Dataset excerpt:
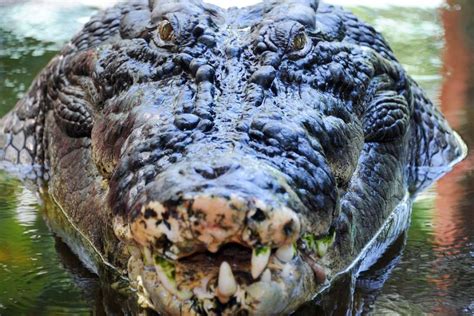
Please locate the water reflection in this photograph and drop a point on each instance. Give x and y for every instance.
(433, 273)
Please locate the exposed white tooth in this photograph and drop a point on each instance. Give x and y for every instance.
(266, 276)
(260, 257)
(226, 285)
(285, 253)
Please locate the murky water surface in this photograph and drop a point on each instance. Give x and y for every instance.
(432, 274)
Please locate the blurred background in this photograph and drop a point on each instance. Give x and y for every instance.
(433, 39)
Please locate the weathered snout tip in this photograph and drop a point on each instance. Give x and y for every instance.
(206, 222)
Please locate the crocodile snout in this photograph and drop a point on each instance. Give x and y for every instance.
(201, 206)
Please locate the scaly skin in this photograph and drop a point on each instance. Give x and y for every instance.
(200, 136)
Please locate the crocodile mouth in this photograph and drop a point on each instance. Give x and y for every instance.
(213, 266)
(233, 280)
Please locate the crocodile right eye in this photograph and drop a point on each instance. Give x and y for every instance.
(165, 29)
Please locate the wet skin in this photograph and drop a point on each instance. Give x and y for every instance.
(228, 160)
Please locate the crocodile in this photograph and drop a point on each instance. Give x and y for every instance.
(227, 161)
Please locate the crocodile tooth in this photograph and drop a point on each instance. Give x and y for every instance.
(266, 276)
(285, 253)
(260, 257)
(226, 284)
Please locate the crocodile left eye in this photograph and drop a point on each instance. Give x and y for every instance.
(299, 41)
(166, 31)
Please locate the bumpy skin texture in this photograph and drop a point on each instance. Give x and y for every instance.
(188, 129)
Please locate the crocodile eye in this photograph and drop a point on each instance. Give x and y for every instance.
(166, 31)
(299, 41)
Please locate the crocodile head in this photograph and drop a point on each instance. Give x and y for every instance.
(249, 153)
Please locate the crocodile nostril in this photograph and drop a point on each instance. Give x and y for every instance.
(259, 215)
(211, 173)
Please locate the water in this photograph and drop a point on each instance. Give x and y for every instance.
(431, 272)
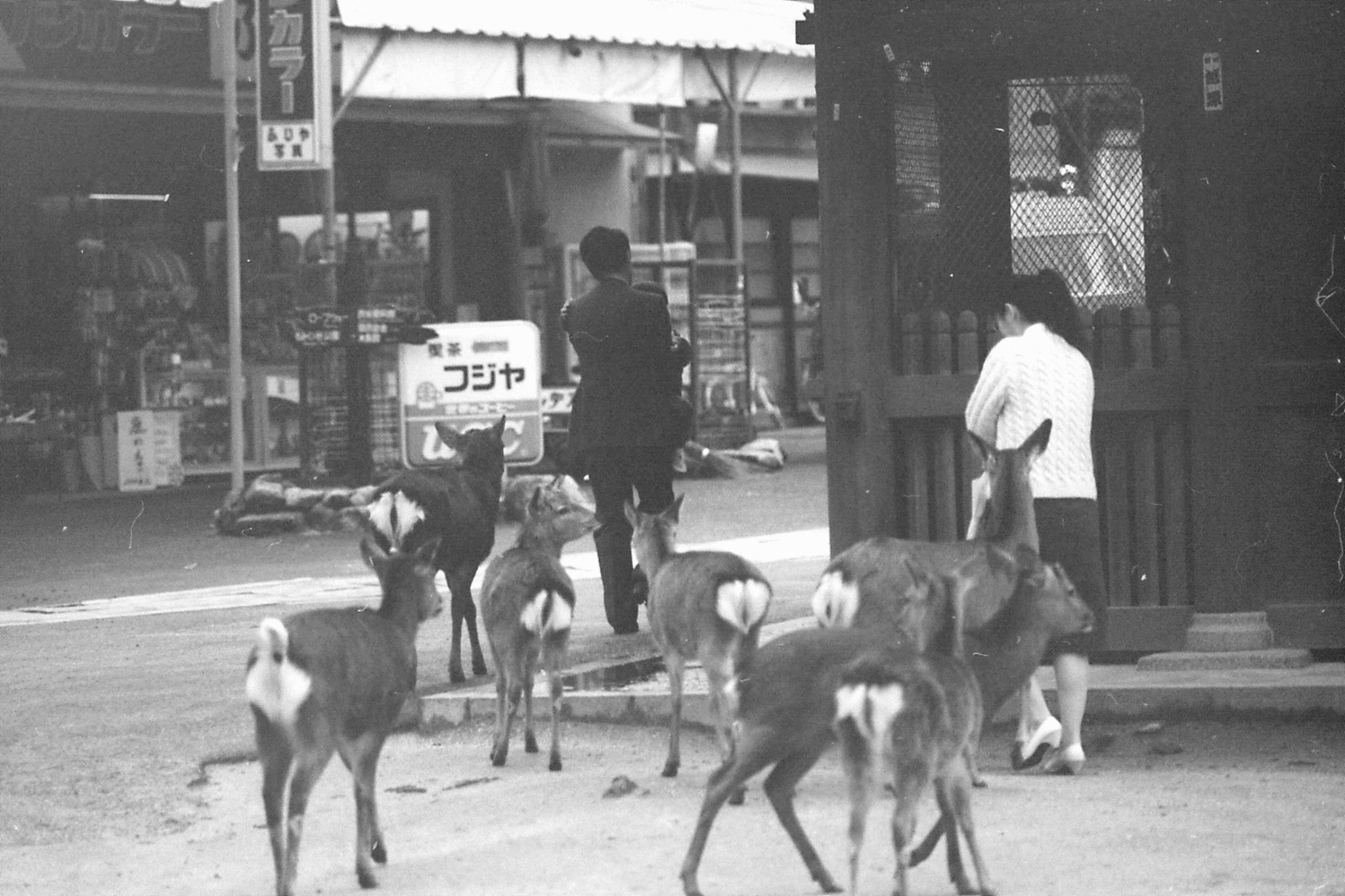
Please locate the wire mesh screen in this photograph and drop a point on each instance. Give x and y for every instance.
(1078, 186)
(950, 187)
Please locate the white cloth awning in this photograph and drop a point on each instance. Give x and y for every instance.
(755, 164)
(630, 51)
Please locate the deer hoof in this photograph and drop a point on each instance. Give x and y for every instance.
(366, 878)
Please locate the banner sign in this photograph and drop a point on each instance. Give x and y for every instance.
(294, 85)
(468, 377)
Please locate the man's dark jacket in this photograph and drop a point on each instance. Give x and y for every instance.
(623, 339)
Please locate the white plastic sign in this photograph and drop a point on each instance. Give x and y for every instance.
(468, 377)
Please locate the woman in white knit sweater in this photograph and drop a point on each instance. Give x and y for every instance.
(1033, 373)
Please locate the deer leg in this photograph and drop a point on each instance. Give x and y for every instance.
(676, 666)
(470, 618)
(779, 790)
(529, 735)
(361, 757)
(904, 825)
(276, 762)
(309, 769)
(724, 704)
(958, 788)
(553, 680)
(858, 766)
(753, 752)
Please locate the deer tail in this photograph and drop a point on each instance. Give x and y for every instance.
(743, 602)
(835, 601)
(275, 685)
(546, 613)
(395, 515)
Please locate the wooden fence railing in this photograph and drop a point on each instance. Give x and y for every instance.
(1139, 441)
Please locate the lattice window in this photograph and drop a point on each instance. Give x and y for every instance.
(1078, 186)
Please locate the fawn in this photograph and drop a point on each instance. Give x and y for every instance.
(527, 602)
(789, 702)
(872, 582)
(705, 605)
(459, 505)
(334, 680)
(912, 720)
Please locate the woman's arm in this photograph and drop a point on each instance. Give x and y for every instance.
(990, 393)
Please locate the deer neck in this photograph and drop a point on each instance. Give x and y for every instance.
(540, 539)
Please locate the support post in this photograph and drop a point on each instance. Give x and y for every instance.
(233, 263)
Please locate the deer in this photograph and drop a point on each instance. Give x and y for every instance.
(912, 721)
(789, 703)
(704, 605)
(873, 581)
(527, 603)
(458, 508)
(334, 680)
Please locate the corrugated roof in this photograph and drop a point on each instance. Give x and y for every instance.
(762, 26)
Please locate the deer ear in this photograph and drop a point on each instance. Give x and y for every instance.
(1036, 444)
(372, 553)
(427, 553)
(984, 449)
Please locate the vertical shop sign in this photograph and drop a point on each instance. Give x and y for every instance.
(294, 85)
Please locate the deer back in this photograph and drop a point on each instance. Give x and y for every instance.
(704, 595)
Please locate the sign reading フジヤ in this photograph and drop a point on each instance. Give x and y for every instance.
(468, 377)
(294, 85)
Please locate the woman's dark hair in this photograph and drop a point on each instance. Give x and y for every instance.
(606, 250)
(1044, 299)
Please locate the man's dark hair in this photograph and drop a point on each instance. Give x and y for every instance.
(606, 250)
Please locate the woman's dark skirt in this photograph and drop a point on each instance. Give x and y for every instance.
(1071, 536)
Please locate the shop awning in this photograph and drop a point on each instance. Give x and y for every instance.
(628, 51)
(755, 164)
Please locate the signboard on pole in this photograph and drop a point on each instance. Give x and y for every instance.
(468, 377)
(294, 85)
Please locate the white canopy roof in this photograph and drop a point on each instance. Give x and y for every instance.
(631, 51)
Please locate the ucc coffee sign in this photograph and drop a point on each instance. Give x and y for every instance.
(470, 375)
(294, 85)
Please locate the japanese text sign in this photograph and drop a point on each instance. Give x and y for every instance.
(294, 85)
(468, 377)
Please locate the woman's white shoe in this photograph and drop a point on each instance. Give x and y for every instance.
(1026, 754)
(1064, 762)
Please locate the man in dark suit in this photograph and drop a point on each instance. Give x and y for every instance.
(619, 427)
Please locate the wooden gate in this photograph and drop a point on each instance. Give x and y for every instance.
(1139, 454)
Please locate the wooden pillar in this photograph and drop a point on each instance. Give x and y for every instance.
(1223, 417)
(854, 147)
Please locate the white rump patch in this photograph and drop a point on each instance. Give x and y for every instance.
(743, 603)
(871, 707)
(835, 601)
(276, 685)
(396, 515)
(536, 618)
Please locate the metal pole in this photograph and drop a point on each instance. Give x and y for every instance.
(663, 181)
(236, 327)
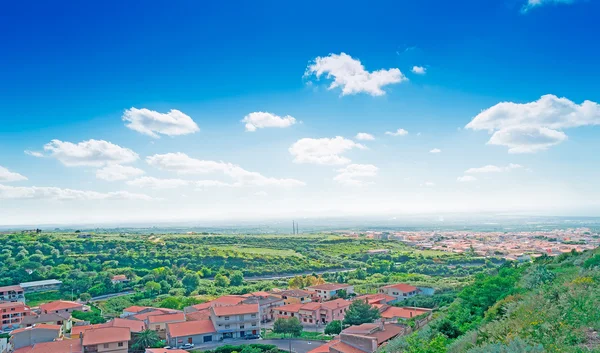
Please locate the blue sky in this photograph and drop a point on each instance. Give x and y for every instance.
(69, 72)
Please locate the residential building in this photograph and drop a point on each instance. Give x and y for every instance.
(63, 319)
(12, 314)
(29, 336)
(106, 339)
(294, 296)
(62, 307)
(39, 286)
(236, 321)
(400, 291)
(327, 291)
(119, 279)
(12, 294)
(195, 332)
(315, 313)
(64, 346)
(159, 323)
(365, 338)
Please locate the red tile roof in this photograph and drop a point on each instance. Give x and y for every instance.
(329, 286)
(166, 318)
(60, 305)
(106, 335)
(190, 328)
(65, 346)
(38, 327)
(403, 287)
(324, 348)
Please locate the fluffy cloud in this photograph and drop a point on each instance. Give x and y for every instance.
(181, 163)
(350, 75)
(353, 174)
(8, 176)
(419, 70)
(260, 120)
(531, 4)
(493, 169)
(466, 179)
(399, 132)
(54, 193)
(116, 172)
(534, 126)
(152, 123)
(363, 136)
(323, 151)
(95, 153)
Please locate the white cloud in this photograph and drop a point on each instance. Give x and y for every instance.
(181, 163)
(8, 176)
(493, 169)
(363, 136)
(531, 4)
(419, 70)
(350, 75)
(34, 154)
(353, 174)
(54, 193)
(114, 172)
(156, 183)
(534, 126)
(260, 120)
(399, 132)
(153, 123)
(94, 153)
(323, 150)
(466, 179)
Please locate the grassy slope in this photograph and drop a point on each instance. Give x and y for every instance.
(553, 307)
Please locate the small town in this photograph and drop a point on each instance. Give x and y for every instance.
(50, 327)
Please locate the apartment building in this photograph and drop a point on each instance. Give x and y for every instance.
(13, 314)
(236, 321)
(327, 291)
(12, 294)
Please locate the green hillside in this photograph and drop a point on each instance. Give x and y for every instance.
(551, 305)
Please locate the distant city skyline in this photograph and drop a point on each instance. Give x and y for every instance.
(115, 112)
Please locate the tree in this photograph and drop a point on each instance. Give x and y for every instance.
(291, 326)
(152, 287)
(145, 339)
(360, 312)
(333, 328)
(190, 281)
(236, 278)
(221, 280)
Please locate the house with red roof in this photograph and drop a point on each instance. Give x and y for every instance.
(400, 291)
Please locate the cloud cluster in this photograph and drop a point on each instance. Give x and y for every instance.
(93, 153)
(353, 174)
(181, 163)
(327, 151)
(8, 176)
(534, 126)
(363, 136)
(116, 172)
(153, 123)
(399, 132)
(54, 193)
(350, 75)
(261, 120)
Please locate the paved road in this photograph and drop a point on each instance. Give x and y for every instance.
(298, 346)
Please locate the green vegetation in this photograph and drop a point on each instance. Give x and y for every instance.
(549, 306)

» **Exercise aim**: Please quote nothing but the lines from the line with "Please locate the white cloud" through the end of the data above, exactly as written, ends included.

» **Expected answer**:
Please locate the white cloud in this photograph and drop a point on each instance. Give x and y for every instance.
(181, 163)
(8, 176)
(493, 169)
(363, 136)
(531, 4)
(419, 70)
(350, 75)
(34, 154)
(353, 174)
(54, 193)
(114, 172)
(156, 183)
(534, 126)
(260, 120)
(399, 132)
(153, 123)
(94, 153)
(323, 150)
(466, 179)
Please locate the grassy slope in this photograph and drop a point on each instance. Give x and y for every instance.
(553, 307)
Please locate the small town in this photograph and drop a point on each instance. Give x and y for every instance.
(50, 327)
Please locate the apartment building in this photograph and drop a point on each instance. Give x and y for every instance.
(13, 314)
(236, 321)
(327, 291)
(12, 294)
Please locate the green hillside in this photograph and drop a point on each instance. Give x and y for every instance.
(551, 305)
Please locate the distant city skyline in this photograph and drop a point on each instance. Give x and y for every instance.
(115, 112)
Please locate the tree in this photograph and drop a point on each instance. Give x and y for every instance.
(291, 326)
(152, 287)
(145, 339)
(360, 312)
(333, 328)
(190, 281)
(236, 278)
(221, 280)
Please locate the house with red roof in this photograph and drop a point on each instance. Give x and y for every instance.
(400, 291)
Please locate the cloud cluster in this photograph and drop a point on each instance. Give x and y for every instance.
(93, 153)
(353, 174)
(181, 163)
(327, 151)
(8, 176)
(534, 126)
(363, 136)
(116, 172)
(153, 123)
(399, 132)
(54, 193)
(350, 75)
(261, 120)
Please locate the paved road in this photograph and drop a point on each instance. Give x and y for every instance.
(298, 346)
Please locate the green vegetation in this photograph and drop a point on each instance. Give x and y for every instance.
(549, 306)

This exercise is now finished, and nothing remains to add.